**EXERCISE DETAILS**
Print the material below word for word, keeping every line unchanged.

**Records from a dataset**
╔══

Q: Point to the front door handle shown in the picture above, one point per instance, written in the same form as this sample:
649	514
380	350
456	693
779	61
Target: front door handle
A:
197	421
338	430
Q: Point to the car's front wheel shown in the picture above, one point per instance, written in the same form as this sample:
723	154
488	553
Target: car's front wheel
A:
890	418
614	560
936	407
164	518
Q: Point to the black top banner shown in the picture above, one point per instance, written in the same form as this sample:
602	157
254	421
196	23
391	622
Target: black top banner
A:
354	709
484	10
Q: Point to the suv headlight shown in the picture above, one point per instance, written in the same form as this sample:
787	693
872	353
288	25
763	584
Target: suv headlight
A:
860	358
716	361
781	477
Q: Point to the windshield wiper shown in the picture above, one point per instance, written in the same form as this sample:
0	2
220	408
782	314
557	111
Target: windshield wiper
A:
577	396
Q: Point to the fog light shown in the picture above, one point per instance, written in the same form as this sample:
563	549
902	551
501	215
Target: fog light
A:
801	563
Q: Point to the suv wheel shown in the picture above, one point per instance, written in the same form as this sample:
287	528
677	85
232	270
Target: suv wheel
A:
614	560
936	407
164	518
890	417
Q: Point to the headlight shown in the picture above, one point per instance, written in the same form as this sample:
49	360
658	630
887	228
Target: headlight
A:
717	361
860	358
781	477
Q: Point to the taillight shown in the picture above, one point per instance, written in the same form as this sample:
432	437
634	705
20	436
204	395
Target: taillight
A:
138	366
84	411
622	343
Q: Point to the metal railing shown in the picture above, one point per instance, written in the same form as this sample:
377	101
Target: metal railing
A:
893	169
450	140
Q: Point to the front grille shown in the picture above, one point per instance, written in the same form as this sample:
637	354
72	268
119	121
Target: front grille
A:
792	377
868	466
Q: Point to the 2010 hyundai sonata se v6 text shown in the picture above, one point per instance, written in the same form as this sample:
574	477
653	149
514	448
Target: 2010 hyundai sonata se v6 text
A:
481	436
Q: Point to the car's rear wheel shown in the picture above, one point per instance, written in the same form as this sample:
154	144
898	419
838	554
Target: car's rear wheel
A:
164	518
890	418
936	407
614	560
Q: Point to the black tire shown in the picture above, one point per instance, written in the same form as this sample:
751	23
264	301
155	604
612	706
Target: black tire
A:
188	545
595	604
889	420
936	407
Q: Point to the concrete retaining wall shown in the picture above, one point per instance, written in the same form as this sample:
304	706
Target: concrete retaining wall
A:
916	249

╚══

**REPLY**
Q: Point to the front door handle shown in the picture above, one point per instance, written in the same form as this sample:
649	514
380	350
456	693
779	61
Target: front door handle
A:
197	421
338	430
Q: Point to the car's front wheel shown in the picture above, one point per instance, written in the same form as this sample:
723	154
488	553
Target: car's front wheel
A:
890	418
614	560
936	407
164	518
Q: Point to the black top banner shown in the picture above, one point per instance, written in the same form as this sample:
602	157
254	421
196	23
391	622
Target: black top banner
A:
354	709
484	10
Q: Point to the suv headlight shown in the picture above, one point per instance, written in the same form as this sample:
787	693
872	353
288	25
763	584
Target: suv headlight
A:
860	358
716	361
781	477
Q: Point to the windshield wiper shown in the picture above, one point per instance, written in the same form as this sample:
0	2
220	408
782	314
557	111
Target: windshield wiper
A:
577	396
Q: Point to the fog light shown in the picture above, one point per instance, written in the same form as this sample:
563	549
902	551
501	215
Target: fog light
A:
801	563
Q: Point to the suv wheel shown in the picture above, one point per instance, written in the same form as this sample:
287	528
677	85
232	270
Target: suv wheel
A:
614	560
936	407
164	518
890	417
Q: Point to the headlight shown in the picture above, one point per instance, written in the same form as this sample:
49	360
658	630
887	228
Target: headlight
A:
717	361
860	358
781	477
Q: Point to the taillight shown in the picture above, one point per instance, written in the same form as this sample:
432	437
634	705
20	436
204	395
Target: taillight
A:
138	366
84	411
622	343
Q: Point to the metal railing shown in the picture above, one point per instance, written in the same form as this sample:
377	101
Target: metal railing
A:
893	169
450	140
Q: Point to the front grille shown in the picture above, one point per instance, written in the same form as this sample:
637	354
72	268
119	121
Target: front grille
A:
792	377
868	466
Q: Point to the 2010 hyundai sonata se v6 text shown in the picture above, one point per instance, written in the same form as this sample:
574	477
653	149
514	448
Target: 2010 hyundai sonata se v6 text
A:
481	436
Q: Point to the car's rear wheel shown in the picture above, one point per instance, written in the same form as this sample:
154	144
898	419
838	554
Target: car's rear wheel
A:
164	518
890	418
936	407
614	560
Q: Point to the black tire shown in the picture above, one point per instance, written in the same form as this sample:
751	23
264	301
155	604
612	706
Target: black tire
A:
188	545
595	604
889	420
936	407
Q: Point to the concrete retaining wall shown in the picture above, one point per instance, written in the same form as this sample:
304	706
Target: concrete retaining wall
A:
916	249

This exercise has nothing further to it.